**Provided information**
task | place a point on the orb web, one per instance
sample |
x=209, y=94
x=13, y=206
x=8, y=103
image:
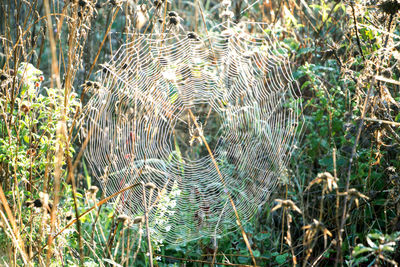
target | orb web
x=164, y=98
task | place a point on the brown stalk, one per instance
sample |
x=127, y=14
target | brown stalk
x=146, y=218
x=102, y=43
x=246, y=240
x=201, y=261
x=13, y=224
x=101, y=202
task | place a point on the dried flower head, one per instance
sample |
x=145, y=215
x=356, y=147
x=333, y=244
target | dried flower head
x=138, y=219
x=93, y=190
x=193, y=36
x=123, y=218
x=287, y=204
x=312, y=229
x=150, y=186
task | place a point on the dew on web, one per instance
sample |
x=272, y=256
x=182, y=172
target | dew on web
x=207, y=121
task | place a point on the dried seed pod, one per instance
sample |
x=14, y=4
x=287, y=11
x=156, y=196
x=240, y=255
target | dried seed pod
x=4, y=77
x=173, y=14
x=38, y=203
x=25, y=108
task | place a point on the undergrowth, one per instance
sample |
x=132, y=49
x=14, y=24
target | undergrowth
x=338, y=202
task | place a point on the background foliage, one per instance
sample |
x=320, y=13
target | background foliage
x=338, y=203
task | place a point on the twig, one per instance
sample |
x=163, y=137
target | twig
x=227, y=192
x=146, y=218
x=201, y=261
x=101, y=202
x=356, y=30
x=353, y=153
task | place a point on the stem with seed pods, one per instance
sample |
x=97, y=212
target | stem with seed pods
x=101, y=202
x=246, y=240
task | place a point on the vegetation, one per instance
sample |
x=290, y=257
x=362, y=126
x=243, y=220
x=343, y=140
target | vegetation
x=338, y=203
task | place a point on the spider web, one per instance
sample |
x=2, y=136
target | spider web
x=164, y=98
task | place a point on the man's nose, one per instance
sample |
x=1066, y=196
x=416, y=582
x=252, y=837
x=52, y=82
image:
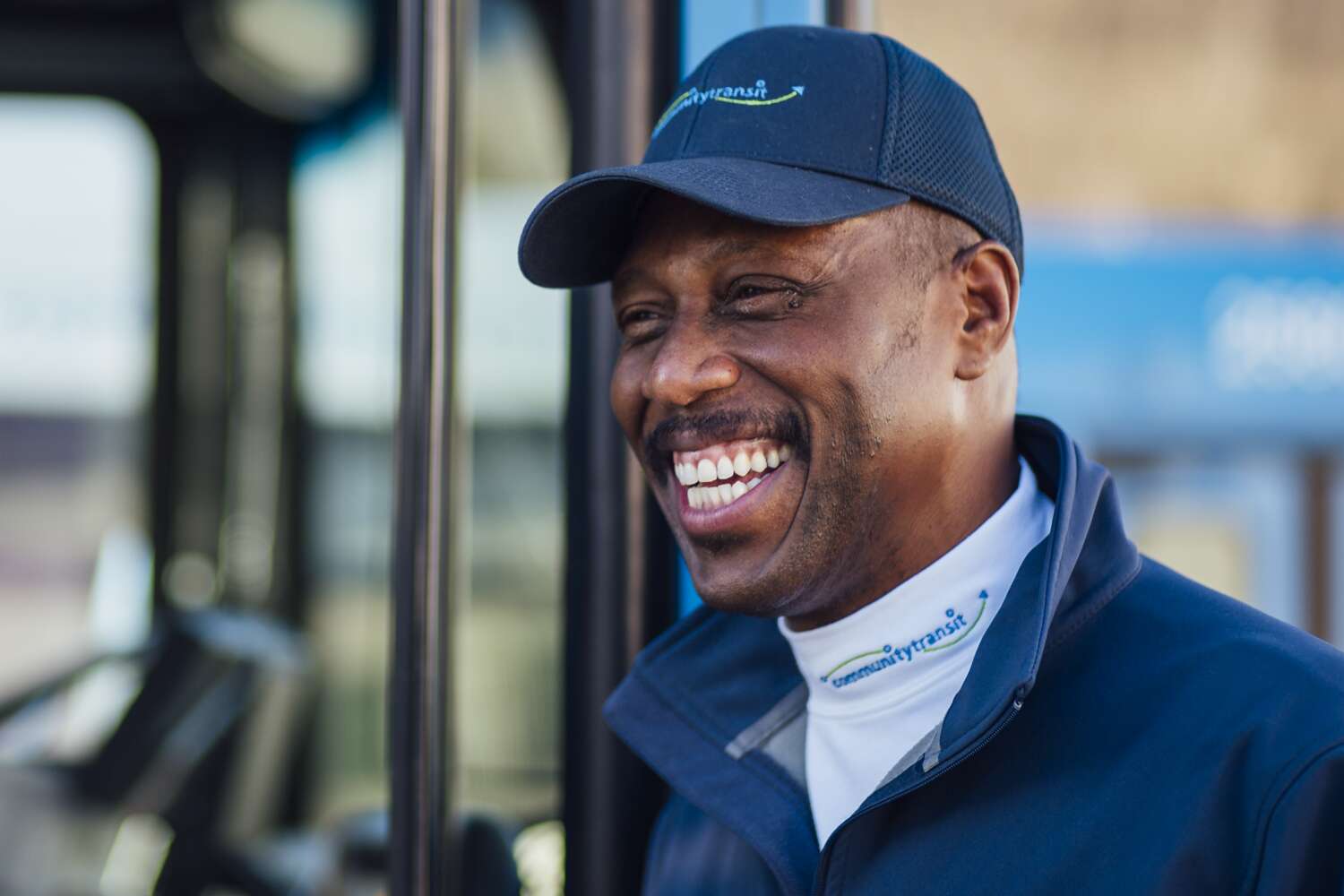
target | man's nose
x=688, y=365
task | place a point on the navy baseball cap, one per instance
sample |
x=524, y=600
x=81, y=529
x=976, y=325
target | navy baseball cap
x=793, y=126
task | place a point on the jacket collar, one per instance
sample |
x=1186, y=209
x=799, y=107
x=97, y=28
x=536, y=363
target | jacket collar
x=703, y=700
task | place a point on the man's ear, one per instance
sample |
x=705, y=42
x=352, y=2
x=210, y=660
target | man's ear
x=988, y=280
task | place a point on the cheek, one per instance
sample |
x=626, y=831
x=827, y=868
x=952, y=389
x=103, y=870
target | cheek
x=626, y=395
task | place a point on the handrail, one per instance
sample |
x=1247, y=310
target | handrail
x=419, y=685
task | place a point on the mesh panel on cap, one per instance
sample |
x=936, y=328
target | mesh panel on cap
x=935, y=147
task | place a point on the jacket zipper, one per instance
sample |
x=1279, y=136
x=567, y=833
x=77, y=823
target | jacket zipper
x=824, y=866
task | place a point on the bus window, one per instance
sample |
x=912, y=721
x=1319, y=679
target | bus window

**What you will do**
When you write out the data, keep every line exact and drop the pictures.

**Exercise solution**
task | place a point on the orb web, one per instance
sample |
x=209, y=94
x=13, y=206
x=8, y=103
image:
target | orb web
x=164, y=98
task | place a point on the brown stalk, one per instance
sample |
x=127, y=14
target | brown stalk
x=146, y=218
x=102, y=43
x=246, y=240
x=201, y=261
x=13, y=224
x=101, y=202
task | place a point on the dried flower head, one per instance
sample |
x=145, y=215
x=356, y=147
x=333, y=244
target | dried flower head
x=138, y=219
x=93, y=190
x=193, y=36
x=123, y=218
x=287, y=204
x=312, y=229
x=150, y=186
task | place a point on the dew on web, one per instance
sample |
x=272, y=256
x=182, y=172
target | dew on web
x=207, y=121
task | place a point on the dried seed pod, one per instance
sample |
x=14, y=4
x=287, y=11
x=156, y=196
x=240, y=255
target | dried seed pod
x=4, y=77
x=173, y=14
x=38, y=203
x=25, y=108
task | place a point on the undergrowth, one per instance
sample |
x=132, y=49
x=14, y=24
target | undergrowth
x=338, y=202
task | place a point on the background foliage, one per instance
sample |
x=320, y=13
target | background foliage
x=338, y=203
task | place a point on the twig, one per instance
sample |
x=163, y=137
target | twig
x=227, y=192
x=146, y=218
x=201, y=261
x=101, y=202
x=356, y=30
x=353, y=153
task | place a point on the stem with seed pods, one per instance
sample |
x=97, y=212
target | stem with seed pods
x=101, y=202
x=246, y=240
task | place a point on the vegetation, one per instance
sample |
x=290, y=257
x=362, y=126
x=243, y=220
x=343, y=140
target | vegetation
x=338, y=203
task | place a point on the spider web, one per instance
sample |
x=2, y=136
target | spider web
x=164, y=98
task | place a point on the man's nose, one per instance
sample |
x=1066, y=196
x=416, y=582
x=252, y=837
x=52, y=82
image:
target | man's nose
x=688, y=365
task | place a point on the navy baseball cap, one per instance
sample |
x=524, y=600
x=81, y=529
x=976, y=325
target | navy baseball cap
x=793, y=126
task | place a point on the jacket collar, one per instance
sample |
x=1186, y=209
x=799, y=107
x=97, y=28
x=536, y=363
target | jacket collar
x=703, y=700
task | place a point on the man's ear, one per instance
sample |
x=705, y=42
x=352, y=2
x=210, y=660
target | man's ear
x=988, y=280
task | place a point on the cheek, one per instance
sample |
x=626, y=831
x=827, y=868
x=952, y=389
x=103, y=870
target | cheek
x=626, y=395
task | place a point on the handrail, one per instance
sample |
x=1247, y=310
target | handrail
x=419, y=685
task | place a point on the mesh panel on cap, one per instance
sample |
x=936, y=328
target | mesh panel on cap
x=935, y=147
task | place a point on the jacket zipper, one per instance
sample |
x=1279, y=136
x=567, y=833
x=77, y=823
target | jacket zipper
x=824, y=866
task | place a point on the bus window, one per instance
sample |
x=912, y=721
x=1319, y=679
target | bus window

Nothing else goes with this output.